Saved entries
[Start of section]

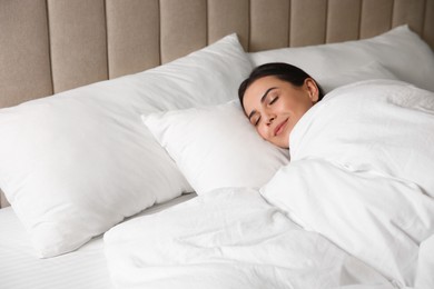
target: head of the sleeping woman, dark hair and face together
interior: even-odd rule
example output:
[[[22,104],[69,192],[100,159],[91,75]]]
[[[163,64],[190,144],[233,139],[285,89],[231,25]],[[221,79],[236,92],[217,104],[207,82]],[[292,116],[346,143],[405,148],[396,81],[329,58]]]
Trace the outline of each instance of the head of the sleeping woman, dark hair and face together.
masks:
[[[289,133],[298,120],[324,97],[319,84],[287,63],[255,68],[238,96],[246,117],[265,140],[289,148]]]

[End of section]

## [TASK PROMPT]
What is needed is the count of lines in the records that include the word "head", with no other text.

## [SOLVED PROBLEM]
2